** Opening Data for this task block **

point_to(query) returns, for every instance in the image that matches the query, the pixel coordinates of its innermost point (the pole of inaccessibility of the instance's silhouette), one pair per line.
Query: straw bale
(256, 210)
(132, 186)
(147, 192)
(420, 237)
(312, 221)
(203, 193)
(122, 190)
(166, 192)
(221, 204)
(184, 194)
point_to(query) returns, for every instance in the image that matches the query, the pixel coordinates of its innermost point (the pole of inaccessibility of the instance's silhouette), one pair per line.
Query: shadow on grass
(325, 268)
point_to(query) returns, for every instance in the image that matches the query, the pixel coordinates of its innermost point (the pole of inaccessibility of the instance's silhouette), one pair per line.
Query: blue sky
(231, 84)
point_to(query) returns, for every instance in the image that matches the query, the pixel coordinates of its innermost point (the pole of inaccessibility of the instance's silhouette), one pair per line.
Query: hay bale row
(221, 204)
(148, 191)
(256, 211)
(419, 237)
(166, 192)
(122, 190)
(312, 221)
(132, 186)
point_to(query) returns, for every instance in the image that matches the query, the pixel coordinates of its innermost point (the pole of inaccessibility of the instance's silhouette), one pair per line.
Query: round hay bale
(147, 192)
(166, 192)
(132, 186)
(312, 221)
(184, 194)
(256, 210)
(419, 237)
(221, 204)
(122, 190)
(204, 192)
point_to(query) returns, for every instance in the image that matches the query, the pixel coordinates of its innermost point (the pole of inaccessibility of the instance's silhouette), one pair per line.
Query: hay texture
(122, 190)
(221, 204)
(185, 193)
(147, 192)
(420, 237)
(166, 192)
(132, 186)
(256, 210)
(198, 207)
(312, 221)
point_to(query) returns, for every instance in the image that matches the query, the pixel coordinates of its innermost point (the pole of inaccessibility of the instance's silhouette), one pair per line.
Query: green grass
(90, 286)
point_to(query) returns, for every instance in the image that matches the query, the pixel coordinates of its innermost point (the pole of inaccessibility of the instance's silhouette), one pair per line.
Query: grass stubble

** Closing Data for this task block **

:: Exercise instructions ::
Output the entire set of records exactly as shown.

:: Solution to this problem ::
point_to(query) returns, for every instance in the image that matches the query, the pixel coordinates of its innermost point (the pole of inaccessibility of the instance's silhouette), one pair per line.
Query: straw bale
(256, 210)
(132, 186)
(147, 192)
(420, 237)
(312, 221)
(203, 193)
(122, 190)
(166, 192)
(221, 204)
(184, 194)
point_to(query) returns, for every instance in the image that matches the query, the pixel coordinates of its innermost point (the pole of inaccessibility of the instance's silhouette), one pair per line.
Query: shadow on grass
(325, 268)
point_to(query) returns, for every instance in the image that matches the query, the pixel coordinates of its innermost point (the pole of inaccessibility of the instance's silhouette), one pair per line.
Query: blue sky
(231, 84)
point_to(query) returns, for every instance in the image that matches the query, the pixel coordinates of its innermost point (the pole of inaccessibility of the instance's silhouette), one pair per line.
Query: hay bale row
(221, 204)
(148, 191)
(256, 211)
(419, 237)
(166, 192)
(122, 190)
(312, 221)
(132, 186)
point_to(query) returns, for every instance in the image that matches the query, the pixel coordinates of its innermost point (the pole of inaccessibility of the instance's silhouette), one pair per line.
Query: round hay bale
(147, 192)
(166, 192)
(132, 186)
(312, 221)
(184, 194)
(256, 210)
(419, 237)
(221, 204)
(122, 190)
(204, 192)
point_to(query) returns, for every instance in the image that matches the query, the pixel coordinates of its innermost point (the pole of inaccessibility of the instance's silhouette), one pair per line.
Query: hay texture
(122, 190)
(221, 204)
(185, 193)
(147, 192)
(420, 237)
(166, 192)
(132, 186)
(256, 210)
(198, 207)
(312, 221)
point_to(query) returns, for every instance in the image that matches the query, the pixel coordinates of its innermost point (the pole of inaccessibility of the instance's silhouette), one pair per line.
Query: green grass
(90, 286)
point_to(query) returns, for every instance in the image that matches the query, the pixel coordinates of its innermost point (the pole of inaccessibility of the instance's silhouette), one pair per line.
Query: grass stubble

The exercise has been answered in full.